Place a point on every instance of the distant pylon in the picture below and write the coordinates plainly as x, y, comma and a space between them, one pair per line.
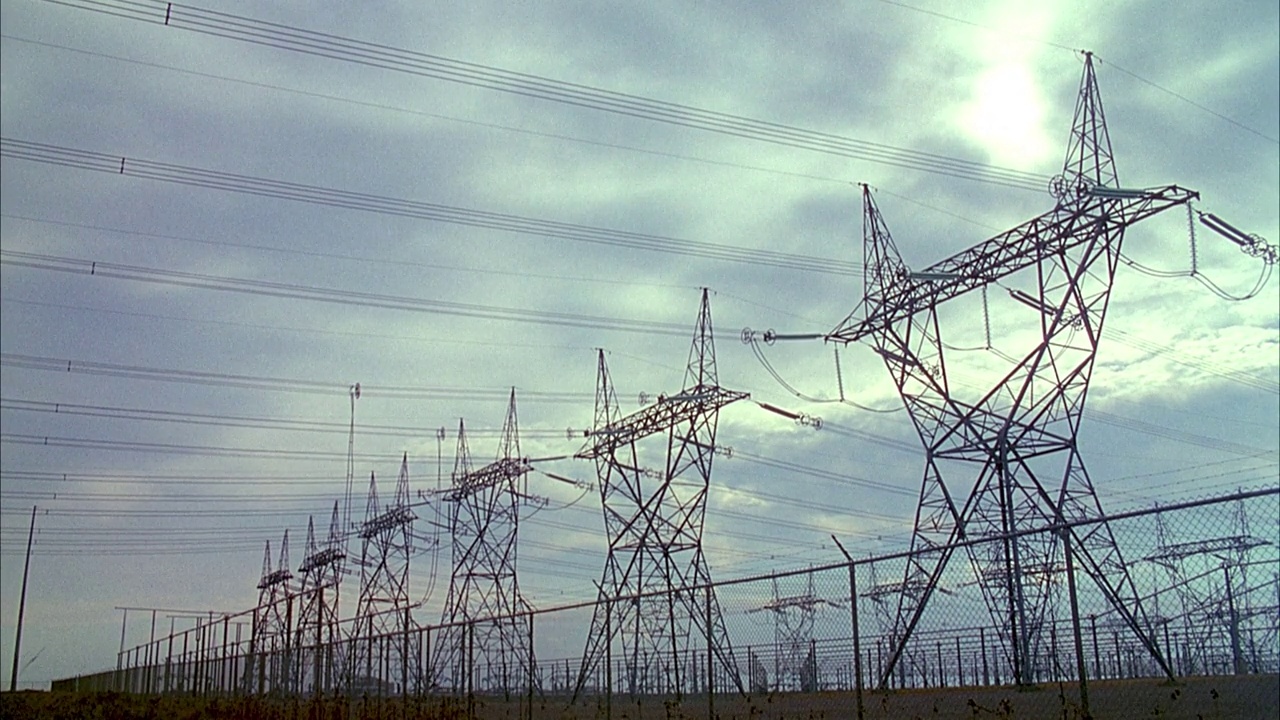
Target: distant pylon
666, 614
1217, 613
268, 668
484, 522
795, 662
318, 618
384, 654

---

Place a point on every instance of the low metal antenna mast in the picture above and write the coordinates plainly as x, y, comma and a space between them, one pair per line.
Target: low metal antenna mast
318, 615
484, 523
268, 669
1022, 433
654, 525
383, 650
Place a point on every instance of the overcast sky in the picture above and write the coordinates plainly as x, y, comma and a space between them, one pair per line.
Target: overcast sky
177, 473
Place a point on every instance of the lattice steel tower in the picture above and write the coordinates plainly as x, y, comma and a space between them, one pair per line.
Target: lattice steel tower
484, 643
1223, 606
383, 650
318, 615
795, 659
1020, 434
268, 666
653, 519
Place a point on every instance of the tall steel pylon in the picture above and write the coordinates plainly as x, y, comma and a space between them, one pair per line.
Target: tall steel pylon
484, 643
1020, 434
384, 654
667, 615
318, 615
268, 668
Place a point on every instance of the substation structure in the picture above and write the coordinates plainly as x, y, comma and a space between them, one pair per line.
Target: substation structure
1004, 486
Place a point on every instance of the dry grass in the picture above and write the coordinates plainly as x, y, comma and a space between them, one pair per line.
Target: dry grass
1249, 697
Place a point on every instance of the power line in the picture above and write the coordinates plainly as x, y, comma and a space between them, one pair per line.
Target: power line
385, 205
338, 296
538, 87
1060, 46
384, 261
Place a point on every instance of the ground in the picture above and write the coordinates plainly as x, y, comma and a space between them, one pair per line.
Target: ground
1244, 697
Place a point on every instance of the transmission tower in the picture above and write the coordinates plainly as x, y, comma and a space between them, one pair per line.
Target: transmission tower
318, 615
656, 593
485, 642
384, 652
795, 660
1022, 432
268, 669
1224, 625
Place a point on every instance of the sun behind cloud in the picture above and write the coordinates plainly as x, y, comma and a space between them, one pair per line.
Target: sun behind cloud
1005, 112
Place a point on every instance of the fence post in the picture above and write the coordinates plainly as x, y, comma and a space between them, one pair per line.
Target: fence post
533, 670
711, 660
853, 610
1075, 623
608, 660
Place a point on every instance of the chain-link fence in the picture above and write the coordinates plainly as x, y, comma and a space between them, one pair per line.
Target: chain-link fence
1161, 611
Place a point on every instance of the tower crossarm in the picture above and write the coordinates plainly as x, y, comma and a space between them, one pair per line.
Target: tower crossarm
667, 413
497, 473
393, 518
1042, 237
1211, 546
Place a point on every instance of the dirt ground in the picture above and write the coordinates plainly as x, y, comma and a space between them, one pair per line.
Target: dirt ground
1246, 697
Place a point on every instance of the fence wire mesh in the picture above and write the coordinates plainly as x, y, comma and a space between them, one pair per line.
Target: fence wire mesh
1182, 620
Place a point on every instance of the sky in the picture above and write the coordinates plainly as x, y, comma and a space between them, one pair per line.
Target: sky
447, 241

— What is being asked —
Look above for the line containing "Target: sun behind cloud" and the line containing "Place a point on every instance of the chain-link". Transcribe both, with the lines between them, exactly.

— Exercise answer —
Target: sun behind cloud
1005, 112
Place a point on every instance of the fence post in the picture above and write the coordinates plainly as x, y, comma and a space between them, one pair per line.
Target: fence post
533, 670
711, 660
853, 610
1075, 623
608, 660
Place a point on every instance of the chain-link fence in the picture above and write the coordinates plainly as x, y, comma and a space between them, one pair per line.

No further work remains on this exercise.